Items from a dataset
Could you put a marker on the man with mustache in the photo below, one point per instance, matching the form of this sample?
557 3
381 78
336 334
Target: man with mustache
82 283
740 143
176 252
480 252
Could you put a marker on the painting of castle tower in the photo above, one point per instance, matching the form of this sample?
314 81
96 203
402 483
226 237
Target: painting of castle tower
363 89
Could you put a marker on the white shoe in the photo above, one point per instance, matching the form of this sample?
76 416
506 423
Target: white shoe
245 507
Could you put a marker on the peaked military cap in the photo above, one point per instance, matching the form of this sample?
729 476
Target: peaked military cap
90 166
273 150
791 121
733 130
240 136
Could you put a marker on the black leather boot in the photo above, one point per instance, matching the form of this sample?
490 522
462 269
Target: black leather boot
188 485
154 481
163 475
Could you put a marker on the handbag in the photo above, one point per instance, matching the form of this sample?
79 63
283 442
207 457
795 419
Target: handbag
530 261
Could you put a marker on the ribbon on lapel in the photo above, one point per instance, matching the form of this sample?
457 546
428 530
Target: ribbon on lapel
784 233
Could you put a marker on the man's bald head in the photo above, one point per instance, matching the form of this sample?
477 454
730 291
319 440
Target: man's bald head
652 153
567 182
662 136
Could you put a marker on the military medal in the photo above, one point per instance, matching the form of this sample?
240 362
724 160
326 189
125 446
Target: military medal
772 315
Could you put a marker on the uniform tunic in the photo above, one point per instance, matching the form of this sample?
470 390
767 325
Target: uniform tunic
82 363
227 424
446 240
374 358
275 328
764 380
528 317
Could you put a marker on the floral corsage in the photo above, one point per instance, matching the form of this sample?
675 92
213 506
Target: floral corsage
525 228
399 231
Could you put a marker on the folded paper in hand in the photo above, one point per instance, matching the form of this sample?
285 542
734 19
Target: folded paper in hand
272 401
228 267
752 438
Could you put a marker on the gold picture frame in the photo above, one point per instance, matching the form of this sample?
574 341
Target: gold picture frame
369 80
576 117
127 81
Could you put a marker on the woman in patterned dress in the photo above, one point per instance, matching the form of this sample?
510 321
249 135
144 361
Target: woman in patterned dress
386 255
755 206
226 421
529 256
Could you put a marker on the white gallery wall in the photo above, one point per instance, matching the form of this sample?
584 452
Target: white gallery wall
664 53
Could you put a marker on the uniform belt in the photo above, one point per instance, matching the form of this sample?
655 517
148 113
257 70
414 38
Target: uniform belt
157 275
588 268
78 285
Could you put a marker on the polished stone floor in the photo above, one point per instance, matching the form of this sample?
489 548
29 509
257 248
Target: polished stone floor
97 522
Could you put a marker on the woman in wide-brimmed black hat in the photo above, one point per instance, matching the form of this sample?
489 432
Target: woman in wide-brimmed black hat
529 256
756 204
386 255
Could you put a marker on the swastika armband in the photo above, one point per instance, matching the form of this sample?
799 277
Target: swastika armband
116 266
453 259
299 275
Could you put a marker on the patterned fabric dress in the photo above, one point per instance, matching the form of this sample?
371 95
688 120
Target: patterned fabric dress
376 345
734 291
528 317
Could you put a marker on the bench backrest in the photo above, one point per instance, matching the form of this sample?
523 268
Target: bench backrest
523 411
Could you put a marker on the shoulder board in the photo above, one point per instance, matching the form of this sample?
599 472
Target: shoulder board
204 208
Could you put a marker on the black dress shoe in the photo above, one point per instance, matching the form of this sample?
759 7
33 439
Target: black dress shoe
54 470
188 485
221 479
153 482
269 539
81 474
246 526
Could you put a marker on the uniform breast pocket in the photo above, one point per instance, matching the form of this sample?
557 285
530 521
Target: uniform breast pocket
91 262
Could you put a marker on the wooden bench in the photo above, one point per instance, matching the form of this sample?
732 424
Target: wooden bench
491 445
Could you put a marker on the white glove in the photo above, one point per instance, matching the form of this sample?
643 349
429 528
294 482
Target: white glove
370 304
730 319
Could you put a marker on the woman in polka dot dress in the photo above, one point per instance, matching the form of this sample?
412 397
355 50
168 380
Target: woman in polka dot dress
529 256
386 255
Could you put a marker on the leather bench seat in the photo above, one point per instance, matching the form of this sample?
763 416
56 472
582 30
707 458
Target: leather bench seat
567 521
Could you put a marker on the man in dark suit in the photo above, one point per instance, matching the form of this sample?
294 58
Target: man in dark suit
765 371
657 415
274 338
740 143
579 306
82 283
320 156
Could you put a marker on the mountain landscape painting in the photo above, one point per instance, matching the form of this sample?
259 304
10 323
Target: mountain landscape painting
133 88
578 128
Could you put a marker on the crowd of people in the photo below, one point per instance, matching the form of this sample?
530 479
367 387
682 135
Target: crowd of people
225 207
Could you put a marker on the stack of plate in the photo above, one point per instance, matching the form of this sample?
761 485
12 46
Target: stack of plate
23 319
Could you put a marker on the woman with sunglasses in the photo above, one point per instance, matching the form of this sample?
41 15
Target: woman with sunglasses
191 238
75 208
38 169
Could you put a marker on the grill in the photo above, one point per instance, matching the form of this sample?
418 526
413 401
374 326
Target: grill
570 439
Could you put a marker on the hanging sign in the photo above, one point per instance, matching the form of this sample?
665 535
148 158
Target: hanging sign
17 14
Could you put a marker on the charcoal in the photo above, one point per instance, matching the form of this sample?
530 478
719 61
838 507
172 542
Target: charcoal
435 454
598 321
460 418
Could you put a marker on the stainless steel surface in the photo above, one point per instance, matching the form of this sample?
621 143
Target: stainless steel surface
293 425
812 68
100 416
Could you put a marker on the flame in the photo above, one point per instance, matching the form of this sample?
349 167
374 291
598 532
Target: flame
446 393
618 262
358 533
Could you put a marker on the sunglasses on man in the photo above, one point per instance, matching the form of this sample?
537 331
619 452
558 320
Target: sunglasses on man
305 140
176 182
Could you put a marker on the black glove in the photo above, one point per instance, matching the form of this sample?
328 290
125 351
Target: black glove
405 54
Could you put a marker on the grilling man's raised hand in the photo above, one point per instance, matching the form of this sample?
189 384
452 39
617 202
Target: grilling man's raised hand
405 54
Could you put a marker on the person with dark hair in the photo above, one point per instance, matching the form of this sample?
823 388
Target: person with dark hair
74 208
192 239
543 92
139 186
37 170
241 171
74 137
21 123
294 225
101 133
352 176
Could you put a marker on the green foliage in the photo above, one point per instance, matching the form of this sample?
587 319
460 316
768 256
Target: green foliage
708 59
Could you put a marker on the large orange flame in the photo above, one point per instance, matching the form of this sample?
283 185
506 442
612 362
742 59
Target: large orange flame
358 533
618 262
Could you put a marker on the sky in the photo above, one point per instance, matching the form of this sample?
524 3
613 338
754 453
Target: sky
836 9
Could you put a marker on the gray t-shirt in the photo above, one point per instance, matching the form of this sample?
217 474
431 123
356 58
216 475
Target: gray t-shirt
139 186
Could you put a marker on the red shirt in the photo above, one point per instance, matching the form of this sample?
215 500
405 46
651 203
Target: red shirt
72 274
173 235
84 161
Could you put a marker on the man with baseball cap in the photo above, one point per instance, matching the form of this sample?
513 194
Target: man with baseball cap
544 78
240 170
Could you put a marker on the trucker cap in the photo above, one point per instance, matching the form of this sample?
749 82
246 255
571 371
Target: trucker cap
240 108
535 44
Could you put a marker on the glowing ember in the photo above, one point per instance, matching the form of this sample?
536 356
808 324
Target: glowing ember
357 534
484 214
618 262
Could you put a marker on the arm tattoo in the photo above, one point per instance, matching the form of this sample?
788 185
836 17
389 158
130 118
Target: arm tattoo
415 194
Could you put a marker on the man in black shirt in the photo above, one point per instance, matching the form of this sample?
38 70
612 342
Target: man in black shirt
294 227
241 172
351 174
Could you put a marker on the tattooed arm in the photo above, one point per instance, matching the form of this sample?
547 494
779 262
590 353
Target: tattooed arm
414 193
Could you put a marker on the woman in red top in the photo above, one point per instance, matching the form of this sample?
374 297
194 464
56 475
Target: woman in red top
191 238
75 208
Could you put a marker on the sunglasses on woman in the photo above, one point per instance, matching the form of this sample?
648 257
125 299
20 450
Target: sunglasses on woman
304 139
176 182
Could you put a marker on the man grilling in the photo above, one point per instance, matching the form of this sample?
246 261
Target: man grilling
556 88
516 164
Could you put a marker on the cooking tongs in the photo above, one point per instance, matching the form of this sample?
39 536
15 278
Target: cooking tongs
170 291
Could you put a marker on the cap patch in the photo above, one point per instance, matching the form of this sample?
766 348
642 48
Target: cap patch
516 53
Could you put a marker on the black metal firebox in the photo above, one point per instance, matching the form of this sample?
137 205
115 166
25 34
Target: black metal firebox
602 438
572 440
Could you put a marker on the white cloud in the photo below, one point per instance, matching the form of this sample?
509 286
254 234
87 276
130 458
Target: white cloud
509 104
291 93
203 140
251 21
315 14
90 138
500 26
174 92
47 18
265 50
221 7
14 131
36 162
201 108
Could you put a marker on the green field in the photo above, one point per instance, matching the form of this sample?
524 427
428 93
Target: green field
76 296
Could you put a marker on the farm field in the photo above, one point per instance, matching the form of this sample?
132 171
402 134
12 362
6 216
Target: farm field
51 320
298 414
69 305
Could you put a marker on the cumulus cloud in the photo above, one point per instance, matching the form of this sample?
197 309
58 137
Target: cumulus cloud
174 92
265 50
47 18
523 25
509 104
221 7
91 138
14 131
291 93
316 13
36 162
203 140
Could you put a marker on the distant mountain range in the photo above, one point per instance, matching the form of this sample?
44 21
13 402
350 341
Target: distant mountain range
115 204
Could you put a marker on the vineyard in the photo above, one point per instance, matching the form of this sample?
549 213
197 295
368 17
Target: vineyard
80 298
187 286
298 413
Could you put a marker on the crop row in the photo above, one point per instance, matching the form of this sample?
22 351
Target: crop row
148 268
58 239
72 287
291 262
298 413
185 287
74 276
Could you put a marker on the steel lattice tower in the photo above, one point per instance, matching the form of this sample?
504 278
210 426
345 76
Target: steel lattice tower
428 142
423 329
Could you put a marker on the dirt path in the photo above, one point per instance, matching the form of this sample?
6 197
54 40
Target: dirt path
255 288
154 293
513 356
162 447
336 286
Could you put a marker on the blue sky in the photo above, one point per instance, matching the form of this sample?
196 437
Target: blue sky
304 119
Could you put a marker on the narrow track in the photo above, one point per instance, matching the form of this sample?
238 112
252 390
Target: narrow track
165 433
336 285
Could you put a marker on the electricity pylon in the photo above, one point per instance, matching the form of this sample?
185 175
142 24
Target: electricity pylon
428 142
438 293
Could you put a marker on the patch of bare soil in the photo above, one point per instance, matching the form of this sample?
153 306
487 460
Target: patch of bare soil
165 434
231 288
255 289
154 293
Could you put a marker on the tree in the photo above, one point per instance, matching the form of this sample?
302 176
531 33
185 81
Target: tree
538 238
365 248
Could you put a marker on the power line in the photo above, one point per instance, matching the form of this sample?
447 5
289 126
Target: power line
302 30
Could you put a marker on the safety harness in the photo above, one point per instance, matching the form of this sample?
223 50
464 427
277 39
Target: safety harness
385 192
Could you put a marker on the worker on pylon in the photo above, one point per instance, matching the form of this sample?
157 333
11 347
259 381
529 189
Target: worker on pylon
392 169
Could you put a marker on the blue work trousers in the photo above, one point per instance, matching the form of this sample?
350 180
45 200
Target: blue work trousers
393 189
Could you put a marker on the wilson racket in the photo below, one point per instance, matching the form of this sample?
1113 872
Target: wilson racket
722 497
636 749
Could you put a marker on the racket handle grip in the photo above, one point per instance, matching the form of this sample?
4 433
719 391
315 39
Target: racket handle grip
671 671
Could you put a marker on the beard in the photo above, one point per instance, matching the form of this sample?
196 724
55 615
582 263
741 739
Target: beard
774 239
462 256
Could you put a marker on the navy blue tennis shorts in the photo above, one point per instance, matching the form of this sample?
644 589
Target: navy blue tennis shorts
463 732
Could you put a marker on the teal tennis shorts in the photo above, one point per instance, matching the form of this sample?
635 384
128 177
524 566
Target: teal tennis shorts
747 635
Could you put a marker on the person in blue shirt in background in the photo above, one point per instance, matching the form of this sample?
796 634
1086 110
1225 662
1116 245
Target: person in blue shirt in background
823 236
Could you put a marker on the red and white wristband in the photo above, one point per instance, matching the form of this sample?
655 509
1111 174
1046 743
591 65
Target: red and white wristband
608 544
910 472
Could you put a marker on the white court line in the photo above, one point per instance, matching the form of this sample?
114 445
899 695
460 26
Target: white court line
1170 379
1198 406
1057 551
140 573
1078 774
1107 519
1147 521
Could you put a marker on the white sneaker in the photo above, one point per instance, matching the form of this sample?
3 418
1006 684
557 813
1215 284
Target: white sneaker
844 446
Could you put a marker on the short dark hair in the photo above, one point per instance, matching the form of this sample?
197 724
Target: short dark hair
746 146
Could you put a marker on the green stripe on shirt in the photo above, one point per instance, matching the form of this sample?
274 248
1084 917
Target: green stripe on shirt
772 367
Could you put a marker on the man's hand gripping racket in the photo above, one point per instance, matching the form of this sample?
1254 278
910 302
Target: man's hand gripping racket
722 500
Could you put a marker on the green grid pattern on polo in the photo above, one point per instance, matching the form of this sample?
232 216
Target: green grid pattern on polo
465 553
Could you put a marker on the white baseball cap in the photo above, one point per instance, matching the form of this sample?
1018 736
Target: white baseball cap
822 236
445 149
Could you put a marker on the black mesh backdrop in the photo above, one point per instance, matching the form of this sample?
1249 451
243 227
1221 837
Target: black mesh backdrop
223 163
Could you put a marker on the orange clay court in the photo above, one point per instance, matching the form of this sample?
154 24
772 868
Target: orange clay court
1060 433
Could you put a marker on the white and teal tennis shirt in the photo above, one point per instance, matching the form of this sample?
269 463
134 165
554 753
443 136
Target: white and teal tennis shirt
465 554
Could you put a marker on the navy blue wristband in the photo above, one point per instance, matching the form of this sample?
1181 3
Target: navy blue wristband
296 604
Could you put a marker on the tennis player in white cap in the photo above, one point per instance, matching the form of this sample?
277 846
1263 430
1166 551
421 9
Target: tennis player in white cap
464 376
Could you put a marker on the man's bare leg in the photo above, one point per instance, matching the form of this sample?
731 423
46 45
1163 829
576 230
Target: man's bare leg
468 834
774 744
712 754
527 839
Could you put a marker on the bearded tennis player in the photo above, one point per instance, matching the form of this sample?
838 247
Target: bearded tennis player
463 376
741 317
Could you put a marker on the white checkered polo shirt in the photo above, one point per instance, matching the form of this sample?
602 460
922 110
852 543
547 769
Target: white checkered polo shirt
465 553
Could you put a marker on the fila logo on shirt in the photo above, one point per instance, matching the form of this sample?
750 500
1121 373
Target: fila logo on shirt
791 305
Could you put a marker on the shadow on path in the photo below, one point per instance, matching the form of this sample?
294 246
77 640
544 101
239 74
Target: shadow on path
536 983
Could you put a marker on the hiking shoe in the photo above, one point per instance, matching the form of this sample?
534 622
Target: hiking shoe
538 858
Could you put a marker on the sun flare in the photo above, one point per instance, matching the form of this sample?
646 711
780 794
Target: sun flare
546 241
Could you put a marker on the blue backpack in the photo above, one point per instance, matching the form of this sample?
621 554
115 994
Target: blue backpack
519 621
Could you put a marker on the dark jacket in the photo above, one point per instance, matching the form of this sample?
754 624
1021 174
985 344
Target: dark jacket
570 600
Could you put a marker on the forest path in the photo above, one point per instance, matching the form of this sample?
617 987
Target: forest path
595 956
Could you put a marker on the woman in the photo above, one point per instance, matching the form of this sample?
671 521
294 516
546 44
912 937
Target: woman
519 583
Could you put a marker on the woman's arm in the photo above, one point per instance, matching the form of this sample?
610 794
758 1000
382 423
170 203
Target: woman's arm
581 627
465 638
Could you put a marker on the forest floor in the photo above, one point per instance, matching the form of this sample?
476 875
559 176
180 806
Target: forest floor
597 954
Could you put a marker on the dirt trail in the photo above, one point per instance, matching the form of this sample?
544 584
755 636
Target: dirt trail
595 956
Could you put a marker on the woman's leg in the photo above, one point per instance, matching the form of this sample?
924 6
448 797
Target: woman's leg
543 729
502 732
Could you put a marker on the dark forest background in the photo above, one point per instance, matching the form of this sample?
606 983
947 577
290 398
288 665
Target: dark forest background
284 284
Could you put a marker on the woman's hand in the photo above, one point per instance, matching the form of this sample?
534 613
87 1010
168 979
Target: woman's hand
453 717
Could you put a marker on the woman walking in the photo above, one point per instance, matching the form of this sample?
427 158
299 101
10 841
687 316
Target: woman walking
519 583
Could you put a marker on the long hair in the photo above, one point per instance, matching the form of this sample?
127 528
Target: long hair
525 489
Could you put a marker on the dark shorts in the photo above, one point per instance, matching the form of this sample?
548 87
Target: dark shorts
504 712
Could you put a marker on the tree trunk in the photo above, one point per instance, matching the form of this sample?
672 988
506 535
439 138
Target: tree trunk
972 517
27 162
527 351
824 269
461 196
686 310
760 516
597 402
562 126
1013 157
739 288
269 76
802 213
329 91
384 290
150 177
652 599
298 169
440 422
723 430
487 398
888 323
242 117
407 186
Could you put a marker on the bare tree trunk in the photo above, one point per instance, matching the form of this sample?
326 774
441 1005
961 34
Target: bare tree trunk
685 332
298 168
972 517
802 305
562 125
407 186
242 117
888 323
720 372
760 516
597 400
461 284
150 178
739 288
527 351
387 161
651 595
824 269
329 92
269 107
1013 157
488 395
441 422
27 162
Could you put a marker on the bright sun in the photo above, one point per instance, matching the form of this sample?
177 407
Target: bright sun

**TASK OBJECTIVE**
Starting with the line that contains "Could you put a marker on the bare", print each line through the last one in the listing. Include both end lines and add nothing.

**REPLY**
Could you put a marker on the bare tree trunk in the photo above, one point per instance, matching the form of this sample?
326 774
441 1005
961 34
Target: bare tree trunk
685 332
298 168
972 517
802 305
562 125
407 186
242 117
888 323
720 372
760 516
597 400
461 284
150 178
739 288
527 351
387 161
651 595
824 269
329 92
269 107
1013 157
488 395
441 422
27 162
Could you put a marker on the bright sun in the photo above, one point per instance, matching the form of this sample?
177 407
Target: bright sun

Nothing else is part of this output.